ACTIVITY: Word for word, repeat the lines of the records from the one containing "In the photo above, where can the rounded" through the last line, both included.

RECORDS SUPPLIED:
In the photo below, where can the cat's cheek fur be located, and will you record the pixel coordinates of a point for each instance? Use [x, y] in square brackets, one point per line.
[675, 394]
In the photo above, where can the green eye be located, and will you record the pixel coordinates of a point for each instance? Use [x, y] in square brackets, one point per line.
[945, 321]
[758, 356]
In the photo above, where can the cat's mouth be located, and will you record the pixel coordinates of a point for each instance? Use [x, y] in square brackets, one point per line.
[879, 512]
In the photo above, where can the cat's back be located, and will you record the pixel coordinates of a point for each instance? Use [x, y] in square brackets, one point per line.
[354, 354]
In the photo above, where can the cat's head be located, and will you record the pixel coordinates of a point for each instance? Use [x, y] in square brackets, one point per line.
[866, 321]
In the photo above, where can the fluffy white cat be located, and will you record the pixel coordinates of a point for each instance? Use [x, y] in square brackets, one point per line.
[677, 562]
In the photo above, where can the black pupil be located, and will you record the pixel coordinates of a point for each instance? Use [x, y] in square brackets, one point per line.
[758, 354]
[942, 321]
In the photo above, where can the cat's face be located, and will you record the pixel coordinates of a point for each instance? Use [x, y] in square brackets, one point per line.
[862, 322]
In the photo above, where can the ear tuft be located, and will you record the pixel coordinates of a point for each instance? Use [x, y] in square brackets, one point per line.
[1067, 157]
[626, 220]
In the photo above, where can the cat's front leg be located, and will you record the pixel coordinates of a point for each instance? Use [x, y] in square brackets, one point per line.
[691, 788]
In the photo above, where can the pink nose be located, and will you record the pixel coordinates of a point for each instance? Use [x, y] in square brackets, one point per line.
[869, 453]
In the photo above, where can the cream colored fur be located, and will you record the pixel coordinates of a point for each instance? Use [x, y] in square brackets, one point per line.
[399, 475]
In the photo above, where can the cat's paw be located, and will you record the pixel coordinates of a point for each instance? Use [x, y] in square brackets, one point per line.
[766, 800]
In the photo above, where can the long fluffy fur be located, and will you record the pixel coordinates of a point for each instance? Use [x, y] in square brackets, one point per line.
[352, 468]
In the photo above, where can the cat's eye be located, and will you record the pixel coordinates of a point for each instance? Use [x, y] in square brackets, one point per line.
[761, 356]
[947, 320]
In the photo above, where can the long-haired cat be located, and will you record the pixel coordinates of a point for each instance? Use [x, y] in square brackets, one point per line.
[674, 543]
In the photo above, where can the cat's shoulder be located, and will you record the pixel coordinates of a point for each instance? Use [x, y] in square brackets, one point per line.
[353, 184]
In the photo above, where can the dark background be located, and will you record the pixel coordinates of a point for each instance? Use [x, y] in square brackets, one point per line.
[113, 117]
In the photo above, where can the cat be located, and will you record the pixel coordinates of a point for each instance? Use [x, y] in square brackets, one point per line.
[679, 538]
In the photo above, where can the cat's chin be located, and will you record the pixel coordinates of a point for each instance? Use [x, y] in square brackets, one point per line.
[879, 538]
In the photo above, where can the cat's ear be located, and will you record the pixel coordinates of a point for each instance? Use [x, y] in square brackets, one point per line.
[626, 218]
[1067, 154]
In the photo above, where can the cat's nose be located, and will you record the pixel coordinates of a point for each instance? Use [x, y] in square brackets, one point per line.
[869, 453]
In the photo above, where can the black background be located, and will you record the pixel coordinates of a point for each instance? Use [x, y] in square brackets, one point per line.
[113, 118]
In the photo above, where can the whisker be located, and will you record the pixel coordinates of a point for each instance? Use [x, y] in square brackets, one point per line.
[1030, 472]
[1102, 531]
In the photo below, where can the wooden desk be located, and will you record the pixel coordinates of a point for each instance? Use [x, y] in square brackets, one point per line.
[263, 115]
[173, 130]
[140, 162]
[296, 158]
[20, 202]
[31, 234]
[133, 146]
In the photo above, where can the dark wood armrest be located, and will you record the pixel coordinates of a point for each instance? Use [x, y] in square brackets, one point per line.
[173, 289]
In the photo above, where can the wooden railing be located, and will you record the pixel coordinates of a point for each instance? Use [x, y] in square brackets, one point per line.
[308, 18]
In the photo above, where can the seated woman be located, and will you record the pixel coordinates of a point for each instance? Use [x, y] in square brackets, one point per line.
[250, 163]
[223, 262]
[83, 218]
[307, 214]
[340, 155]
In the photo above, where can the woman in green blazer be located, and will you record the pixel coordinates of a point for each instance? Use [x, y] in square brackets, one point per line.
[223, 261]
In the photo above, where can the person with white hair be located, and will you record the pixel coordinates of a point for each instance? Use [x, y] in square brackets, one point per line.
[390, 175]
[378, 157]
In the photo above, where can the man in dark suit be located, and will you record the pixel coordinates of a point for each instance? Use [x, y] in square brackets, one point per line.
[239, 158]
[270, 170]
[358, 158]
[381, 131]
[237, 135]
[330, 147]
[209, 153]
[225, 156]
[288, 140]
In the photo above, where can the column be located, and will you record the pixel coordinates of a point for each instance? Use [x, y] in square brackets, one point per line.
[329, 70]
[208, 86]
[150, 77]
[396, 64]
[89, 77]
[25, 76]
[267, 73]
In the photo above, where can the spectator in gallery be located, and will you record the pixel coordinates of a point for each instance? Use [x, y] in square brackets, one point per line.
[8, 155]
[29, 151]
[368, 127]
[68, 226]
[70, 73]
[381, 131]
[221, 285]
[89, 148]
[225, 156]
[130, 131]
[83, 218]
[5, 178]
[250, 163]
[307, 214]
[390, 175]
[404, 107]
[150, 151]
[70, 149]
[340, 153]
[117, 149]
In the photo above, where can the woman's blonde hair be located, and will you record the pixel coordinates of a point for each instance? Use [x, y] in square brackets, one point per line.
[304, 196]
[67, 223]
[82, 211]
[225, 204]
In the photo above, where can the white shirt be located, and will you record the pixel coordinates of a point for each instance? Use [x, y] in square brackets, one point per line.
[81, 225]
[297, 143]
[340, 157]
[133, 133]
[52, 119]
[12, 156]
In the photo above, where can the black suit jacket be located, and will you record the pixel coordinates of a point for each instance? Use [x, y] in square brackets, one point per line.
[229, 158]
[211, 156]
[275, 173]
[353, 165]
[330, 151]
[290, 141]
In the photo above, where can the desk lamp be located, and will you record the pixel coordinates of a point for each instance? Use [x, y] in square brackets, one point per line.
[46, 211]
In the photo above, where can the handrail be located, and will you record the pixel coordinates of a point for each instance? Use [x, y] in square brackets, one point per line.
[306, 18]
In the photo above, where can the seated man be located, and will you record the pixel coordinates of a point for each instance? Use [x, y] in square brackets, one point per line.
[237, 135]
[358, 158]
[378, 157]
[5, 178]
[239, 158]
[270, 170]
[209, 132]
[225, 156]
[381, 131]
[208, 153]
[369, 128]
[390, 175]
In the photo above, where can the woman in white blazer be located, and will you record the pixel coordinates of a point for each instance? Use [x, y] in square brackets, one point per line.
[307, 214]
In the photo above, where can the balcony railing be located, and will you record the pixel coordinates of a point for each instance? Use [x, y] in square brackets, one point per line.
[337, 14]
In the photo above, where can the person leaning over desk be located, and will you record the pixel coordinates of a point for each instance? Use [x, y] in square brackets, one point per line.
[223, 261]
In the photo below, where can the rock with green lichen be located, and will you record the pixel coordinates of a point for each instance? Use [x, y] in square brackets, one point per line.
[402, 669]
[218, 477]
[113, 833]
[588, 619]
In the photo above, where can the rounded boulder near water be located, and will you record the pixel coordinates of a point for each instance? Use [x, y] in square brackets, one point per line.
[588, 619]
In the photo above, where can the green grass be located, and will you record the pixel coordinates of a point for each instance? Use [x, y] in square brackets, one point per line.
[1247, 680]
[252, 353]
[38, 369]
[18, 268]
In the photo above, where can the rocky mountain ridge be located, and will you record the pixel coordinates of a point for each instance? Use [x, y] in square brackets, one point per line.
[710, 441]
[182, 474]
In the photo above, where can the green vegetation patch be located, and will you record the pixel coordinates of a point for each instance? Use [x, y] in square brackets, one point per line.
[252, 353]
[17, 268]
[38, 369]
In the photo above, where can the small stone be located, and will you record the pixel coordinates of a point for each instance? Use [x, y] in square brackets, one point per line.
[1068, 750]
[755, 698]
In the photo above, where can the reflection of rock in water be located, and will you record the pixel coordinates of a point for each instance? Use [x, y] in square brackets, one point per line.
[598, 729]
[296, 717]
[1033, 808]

ANSWER SPACE:
In the photo above, where can the rounded boulder near water be located, and will you record the pixel coordinates of a point for each instance? Use [x, y] in square brackets, one point per line.
[588, 619]
In the photo above, where can the green grass be located, and will you record the pixel coordinates of a point for each instance? Use [x, y] in square brackets, one point per line.
[1247, 680]
[252, 353]
[38, 369]
[18, 268]
In the photo above, where can the rocky mountain ridge be located, and will you record the pixel coordinates of a point for each instance? Use [x, y] in square brackets, one point per line.
[710, 441]
[182, 474]
In the photo above, where can the green vegetation patch be located, and will you record the pixel coordinates of a point for each instance? Use [x, y] in square brackets, one point per line.
[252, 353]
[17, 268]
[38, 369]
In the photo above, where can the small stone be located, and will you record the pixel coordinates of a point for each instance? Use [x, y] in square brackets, one point per line.
[1068, 750]
[755, 698]
In the photo above, where can the reflection of rock in water be located, and will you record the pixel coordinates of a point for each instance? Use [x, y] in square brackets, one point per line.
[598, 729]
[296, 717]
[1033, 808]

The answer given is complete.